━━━ Supplied text

# Hot today - need something cool for dinner



## Mike9 (Jul 17, 2012)

I have some chicken breasts I think I'll slice up and marinade in a lemon/ginger blast. Then grill them on skewers and serve them with cold sesame/peanut noodles. Yeah - I like that idea.


----------



## tgraypots (Jul 17, 2012)

what's a lemon/ginger blast?


----------



## Keith Neal (Jul 17, 2012)

Mike9 said:


> I have some chicken breasts I think I'll slice up and marinade in a lemon/ginger blast. Then grill them on skewers and serve them with cold sesame/peanut noodles. Yeah - I like that idea.



Something cool to drink would go well with that.

Mojito:







Put 4 or 7 mint leaves in a glass with a heaping teaspoon of powdered sugar. Muddle until the mint is pulverized. Add the juice of a lime and a shot of Bacardi white. Stir to combine, fill with ice and then with club soda. The perfect summertime cooler.


----------



## Deckhand (Jul 17, 2012)

Rum, orange juice, pineapple juice, a little egg white, ice. A princess smali it will make you smiley mon. From a bartender on Andros in the Bahamas. I haven't drank in over 23 years, but my wife loves them. Jamaican me laugh, Jamaican me smile:biggrin:irate1:


----------



## Mike9 (Jul 17, 2012)

Lemon Ginger Blast is the base for a lot of things including vegetable juice I make. Zest and juice of one lemon, zest and juice of one lime, big whack of ginger, hand full of cilantro and a jalapeno. Some sea salt and black pepper to round things out maybe a shot of agave. Makes a nice base for a Bloody Mary too . . . oh snap I'm out of vodka!!

━━━━━━

Exercise instructions
(1) Reproduce the forum thread above about a cool dinner for a hot day, word for word and in full.
(2) Copy out each line of the records below that contains the string "blue", with case counting.

━━━ The data

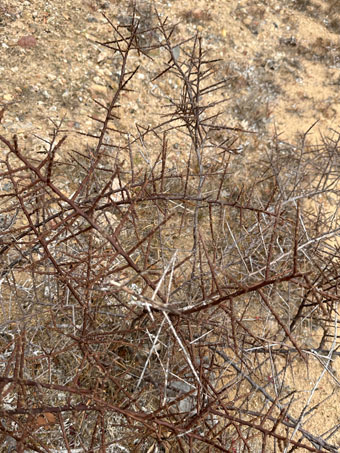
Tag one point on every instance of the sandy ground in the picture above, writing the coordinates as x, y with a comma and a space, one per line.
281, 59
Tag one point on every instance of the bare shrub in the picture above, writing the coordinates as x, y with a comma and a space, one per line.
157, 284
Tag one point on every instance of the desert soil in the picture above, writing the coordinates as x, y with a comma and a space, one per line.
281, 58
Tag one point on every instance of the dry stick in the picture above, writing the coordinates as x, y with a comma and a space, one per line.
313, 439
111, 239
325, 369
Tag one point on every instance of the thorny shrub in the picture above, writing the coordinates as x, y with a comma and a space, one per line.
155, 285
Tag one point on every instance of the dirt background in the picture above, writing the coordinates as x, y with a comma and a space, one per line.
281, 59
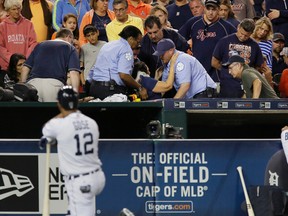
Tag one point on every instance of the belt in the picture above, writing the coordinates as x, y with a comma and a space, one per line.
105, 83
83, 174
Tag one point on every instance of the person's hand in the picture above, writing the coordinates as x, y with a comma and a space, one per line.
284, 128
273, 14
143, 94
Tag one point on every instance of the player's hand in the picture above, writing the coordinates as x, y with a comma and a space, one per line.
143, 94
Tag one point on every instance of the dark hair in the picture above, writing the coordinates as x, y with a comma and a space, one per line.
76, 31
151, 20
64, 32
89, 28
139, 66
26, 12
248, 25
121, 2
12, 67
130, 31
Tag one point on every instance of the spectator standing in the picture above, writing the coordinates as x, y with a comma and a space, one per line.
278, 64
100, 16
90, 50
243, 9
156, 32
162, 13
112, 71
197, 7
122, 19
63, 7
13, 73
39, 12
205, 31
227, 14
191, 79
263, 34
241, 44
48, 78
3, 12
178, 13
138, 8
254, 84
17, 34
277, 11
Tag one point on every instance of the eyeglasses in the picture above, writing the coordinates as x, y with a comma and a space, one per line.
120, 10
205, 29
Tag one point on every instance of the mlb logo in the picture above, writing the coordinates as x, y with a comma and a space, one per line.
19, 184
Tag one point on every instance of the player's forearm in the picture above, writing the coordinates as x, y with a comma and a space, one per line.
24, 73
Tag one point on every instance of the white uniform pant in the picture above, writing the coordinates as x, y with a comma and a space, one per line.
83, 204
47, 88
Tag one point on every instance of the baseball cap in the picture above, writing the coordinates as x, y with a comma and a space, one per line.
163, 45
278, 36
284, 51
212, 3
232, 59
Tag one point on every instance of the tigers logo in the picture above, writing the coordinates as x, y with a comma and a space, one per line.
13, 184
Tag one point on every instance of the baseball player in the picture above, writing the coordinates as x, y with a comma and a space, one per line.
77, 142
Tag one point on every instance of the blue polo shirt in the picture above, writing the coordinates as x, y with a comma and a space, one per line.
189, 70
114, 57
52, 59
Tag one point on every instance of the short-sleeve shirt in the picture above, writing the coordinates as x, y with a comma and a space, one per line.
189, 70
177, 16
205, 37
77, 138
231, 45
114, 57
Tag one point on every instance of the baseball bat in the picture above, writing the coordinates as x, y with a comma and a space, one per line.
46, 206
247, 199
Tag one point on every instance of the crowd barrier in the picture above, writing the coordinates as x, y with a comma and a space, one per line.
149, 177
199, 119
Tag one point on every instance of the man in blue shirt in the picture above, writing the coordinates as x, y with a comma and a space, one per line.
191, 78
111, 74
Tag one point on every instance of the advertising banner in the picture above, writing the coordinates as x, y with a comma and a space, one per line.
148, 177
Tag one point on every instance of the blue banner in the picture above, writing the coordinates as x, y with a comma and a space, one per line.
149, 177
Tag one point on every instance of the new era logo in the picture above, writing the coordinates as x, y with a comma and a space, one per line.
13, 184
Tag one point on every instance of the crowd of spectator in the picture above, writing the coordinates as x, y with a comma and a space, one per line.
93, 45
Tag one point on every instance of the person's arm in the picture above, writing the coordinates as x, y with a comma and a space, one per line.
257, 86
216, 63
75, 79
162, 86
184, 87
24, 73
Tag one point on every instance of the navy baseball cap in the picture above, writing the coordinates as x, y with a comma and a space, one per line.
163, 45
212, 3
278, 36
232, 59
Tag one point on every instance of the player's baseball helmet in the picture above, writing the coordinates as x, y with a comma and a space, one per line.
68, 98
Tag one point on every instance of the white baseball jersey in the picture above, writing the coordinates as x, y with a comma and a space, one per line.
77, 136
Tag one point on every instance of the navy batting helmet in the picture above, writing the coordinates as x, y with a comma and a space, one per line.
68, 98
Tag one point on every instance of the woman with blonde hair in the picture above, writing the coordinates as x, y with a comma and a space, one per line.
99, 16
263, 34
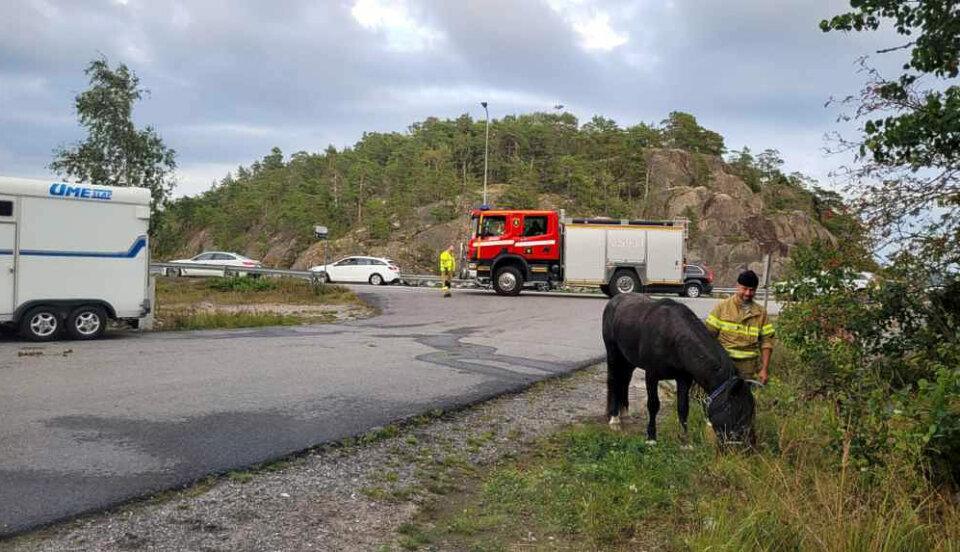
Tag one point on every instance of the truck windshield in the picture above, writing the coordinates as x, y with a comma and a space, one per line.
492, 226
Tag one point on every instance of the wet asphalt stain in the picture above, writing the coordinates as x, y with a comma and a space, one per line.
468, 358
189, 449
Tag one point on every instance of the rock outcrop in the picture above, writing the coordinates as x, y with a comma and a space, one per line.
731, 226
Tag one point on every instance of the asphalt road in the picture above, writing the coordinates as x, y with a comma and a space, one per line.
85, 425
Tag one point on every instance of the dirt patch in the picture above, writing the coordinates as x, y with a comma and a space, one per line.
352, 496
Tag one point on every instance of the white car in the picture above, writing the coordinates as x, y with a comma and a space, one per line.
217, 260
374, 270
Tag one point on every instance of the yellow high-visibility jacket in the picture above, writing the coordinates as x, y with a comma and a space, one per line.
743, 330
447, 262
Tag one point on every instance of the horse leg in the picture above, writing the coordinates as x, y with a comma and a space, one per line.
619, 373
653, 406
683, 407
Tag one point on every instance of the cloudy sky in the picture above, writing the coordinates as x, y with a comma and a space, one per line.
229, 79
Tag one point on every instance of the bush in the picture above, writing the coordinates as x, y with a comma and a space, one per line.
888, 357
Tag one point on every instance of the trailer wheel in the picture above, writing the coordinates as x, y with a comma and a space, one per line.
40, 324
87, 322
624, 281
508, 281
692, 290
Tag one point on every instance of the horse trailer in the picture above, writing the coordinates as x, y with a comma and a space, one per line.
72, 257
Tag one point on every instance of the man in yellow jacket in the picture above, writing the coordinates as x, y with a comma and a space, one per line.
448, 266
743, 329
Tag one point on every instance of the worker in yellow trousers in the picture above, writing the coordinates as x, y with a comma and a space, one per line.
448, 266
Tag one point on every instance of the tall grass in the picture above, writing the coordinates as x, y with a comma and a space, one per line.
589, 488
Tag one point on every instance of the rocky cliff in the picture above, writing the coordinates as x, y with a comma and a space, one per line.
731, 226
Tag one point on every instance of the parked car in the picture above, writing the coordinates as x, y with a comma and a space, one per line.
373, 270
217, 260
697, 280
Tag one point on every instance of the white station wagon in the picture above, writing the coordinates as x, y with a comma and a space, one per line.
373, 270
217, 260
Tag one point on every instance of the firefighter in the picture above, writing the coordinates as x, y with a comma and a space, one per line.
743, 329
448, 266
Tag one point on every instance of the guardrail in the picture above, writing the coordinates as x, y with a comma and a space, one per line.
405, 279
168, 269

━━━━━━

Responses to the tasks
(1)
# Hot today - need something cool for dinner



## Mike9 (Jul 17, 2012)

I have some chicken breasts I think I'll slice up and marinade in a lemon/ginger blast. Then grill them on skewers and serve them with cold sesame/peanut noodles. Yeah - I like that idea.


----------



## tgraypots (Jul 17, 2012)

what's a lemon/ginger blast?


----------



## Keith Neal (Jul 17, 2012)

Mike9 said:


> I have some chicken breasts I think I'll slice up and marinade in a lemon/ginger blast. Then grill them on skewers and serve them with cold sesame/peanut noodles. Yeah - I like that idea.



Something cool to drink would go well with that.

Mojito:







Put 4 or 7 mint leaves in a glass with a heaping teaspoon of powdered sugar. Muddle until the mint is pulverized. Add the juice of a lime and a shot of Bacardi white. Stir to combine, fill with ice and then with club soda. The perfect summertime cooler.


----------



## Deckhand (Jul 17, 2012)

Rum, orange juice, pineapple juice, a little egg white, ice. A princess smali it will make you smiley mon. From a bartender on Andros in the Bahamas. I haven't drank in over 23 years, but my wife loves them. Jamaican me laugh, Jamaican me smile:biggrin:irate1:


----------



## Mike9 (Jul 17, 2012)

Lemon Ginger Blast is the base for a lot of things including vegetable juice I make. Zest and juice of one lemon, zest and juice of one lime, big whack of ginger, hand full of cilantro and a jalapeno. Some sea salt and black pepper to round things out maybe a shot of agave. Makes a nice base for a Bloody Mary too . . . oh snap I'm out of vodka!!

(2)
Tag one point on every instance of the blue polo shirt in the picture above, writing the coordinates as x, y with a comma and a space, one per line.
Tag one point on every instance of the man in blue shirt in the picture above, writing the coordinates as x, y with a comma and a space, one per line.
Tag one point on every instance of the blue banner in the picture above, writing the coordinates as x, y with a comma and a space, one per line.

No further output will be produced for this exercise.